--- Begin ---
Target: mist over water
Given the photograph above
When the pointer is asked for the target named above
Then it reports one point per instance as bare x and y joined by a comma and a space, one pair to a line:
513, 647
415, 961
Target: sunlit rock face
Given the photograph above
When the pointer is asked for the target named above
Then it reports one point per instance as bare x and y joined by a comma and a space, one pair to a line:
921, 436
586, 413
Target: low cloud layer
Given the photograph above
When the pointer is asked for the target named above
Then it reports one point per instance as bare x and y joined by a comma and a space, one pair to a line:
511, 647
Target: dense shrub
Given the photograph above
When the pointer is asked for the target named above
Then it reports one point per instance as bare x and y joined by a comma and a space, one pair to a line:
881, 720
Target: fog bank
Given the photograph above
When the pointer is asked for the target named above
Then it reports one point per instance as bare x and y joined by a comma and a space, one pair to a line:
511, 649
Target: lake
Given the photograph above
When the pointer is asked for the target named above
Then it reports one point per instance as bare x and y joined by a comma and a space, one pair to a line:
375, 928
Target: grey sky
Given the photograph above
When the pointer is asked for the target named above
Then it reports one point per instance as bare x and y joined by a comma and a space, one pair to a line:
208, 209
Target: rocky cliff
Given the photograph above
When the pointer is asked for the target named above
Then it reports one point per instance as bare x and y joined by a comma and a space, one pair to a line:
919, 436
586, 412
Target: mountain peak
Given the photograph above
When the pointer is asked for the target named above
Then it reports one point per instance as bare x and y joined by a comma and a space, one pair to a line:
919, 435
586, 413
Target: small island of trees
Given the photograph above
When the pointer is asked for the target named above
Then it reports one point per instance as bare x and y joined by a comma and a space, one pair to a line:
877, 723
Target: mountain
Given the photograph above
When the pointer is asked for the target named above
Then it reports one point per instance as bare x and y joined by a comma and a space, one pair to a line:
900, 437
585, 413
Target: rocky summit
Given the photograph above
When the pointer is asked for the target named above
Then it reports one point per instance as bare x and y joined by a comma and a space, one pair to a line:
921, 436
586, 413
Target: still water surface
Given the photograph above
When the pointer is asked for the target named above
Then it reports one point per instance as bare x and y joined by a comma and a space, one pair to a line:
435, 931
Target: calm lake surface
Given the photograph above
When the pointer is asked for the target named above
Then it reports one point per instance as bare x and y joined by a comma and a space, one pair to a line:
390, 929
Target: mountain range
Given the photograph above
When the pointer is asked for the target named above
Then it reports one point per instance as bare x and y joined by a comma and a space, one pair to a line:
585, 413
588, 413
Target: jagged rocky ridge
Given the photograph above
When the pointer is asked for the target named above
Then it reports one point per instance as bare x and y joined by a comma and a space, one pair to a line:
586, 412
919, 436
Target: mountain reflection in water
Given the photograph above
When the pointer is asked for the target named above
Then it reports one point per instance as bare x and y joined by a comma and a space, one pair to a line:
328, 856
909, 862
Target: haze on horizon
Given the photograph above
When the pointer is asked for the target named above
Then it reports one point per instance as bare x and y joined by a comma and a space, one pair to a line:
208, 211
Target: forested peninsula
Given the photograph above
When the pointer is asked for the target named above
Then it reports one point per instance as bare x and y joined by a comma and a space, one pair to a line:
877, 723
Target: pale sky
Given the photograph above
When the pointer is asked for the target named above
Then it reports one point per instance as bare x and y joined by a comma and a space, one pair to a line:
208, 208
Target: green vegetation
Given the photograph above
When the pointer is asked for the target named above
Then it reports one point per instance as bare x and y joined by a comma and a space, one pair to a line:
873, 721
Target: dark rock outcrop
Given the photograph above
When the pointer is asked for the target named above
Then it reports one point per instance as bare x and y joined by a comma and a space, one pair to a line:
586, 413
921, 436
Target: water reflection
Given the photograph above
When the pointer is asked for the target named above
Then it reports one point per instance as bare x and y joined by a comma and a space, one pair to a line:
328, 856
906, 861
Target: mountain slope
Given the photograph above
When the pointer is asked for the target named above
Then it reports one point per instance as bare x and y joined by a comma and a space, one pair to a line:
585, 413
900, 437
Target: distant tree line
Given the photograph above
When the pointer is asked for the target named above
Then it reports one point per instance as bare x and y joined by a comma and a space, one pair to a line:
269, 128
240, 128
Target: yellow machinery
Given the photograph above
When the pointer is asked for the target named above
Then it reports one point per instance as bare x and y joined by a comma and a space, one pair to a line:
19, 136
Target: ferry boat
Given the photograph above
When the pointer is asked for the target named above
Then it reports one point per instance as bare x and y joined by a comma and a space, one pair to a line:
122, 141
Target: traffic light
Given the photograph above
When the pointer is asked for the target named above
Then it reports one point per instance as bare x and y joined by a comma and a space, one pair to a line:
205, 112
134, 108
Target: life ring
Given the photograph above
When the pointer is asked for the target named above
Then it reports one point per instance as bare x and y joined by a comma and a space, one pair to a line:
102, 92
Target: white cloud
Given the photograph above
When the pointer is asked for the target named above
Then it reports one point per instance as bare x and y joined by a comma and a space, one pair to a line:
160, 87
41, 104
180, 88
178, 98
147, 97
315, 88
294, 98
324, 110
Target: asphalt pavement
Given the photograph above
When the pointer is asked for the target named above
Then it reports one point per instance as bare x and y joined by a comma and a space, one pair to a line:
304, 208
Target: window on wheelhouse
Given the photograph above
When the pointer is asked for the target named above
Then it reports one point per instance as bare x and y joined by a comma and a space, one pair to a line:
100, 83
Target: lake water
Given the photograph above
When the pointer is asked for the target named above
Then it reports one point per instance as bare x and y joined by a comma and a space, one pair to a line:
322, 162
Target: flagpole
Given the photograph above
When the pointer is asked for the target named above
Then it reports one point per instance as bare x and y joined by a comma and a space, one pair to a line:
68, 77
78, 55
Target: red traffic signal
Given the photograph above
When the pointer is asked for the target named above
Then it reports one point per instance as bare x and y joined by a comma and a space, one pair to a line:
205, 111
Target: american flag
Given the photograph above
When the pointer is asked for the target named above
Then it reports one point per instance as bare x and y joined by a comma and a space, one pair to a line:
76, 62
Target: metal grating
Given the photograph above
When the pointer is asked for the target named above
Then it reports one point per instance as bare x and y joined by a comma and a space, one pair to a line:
--- End ---
■ THE EXERCISE:
Your task is to write out the lines from the one with "Target: asphalt pavement" through the end of the records, exactly and with nothing added.

■ OUTPUT OF THE TASK:
Target: asphalt pavement
Given the photograph above
When the pointer is asked for the target named above
Then it reports one point per instance as bare x and y joined by a comma and a space, one pair to a line:
304, 208
Target: window on wheelhouse
Given the photograph above
When the pointer is asked for the target named above
Then it reports one point per instance as bare x and y joined by a comma and a space, one pair to a line:
100, 83
Target: lake water
Given the photograph above
When the pointer is asked for the target named above
Then it reports one point per instance as bare x and y joined by a comma and a space, one pair to a line:
322, 162
Target: flagpole
Given the photograph above
When the pointer is asked for the target named above
Then it reports one point per instance as bare x and y joined by a comma and a space, one pair to a line:
68, 77
78, 55
Target: red traffic signal
Given the photograph above
When the pointer is asked for the target named above
Then it reports one point per instance as bare x and y joined by a comma and a space, one pair to a line:
205, 111
Target: american flag
Given the photograph above
When the pointer is asked for the target named above
Then it reports one point per instance as bare x and y joined by a comma and a space, one pair to a line:
76, 62
Target: metal grating
Given the photograph above
When the pointer is asked for the target named above
Then it reports one point per instance as bare x and y joined by a comma and a space, one pair to a line:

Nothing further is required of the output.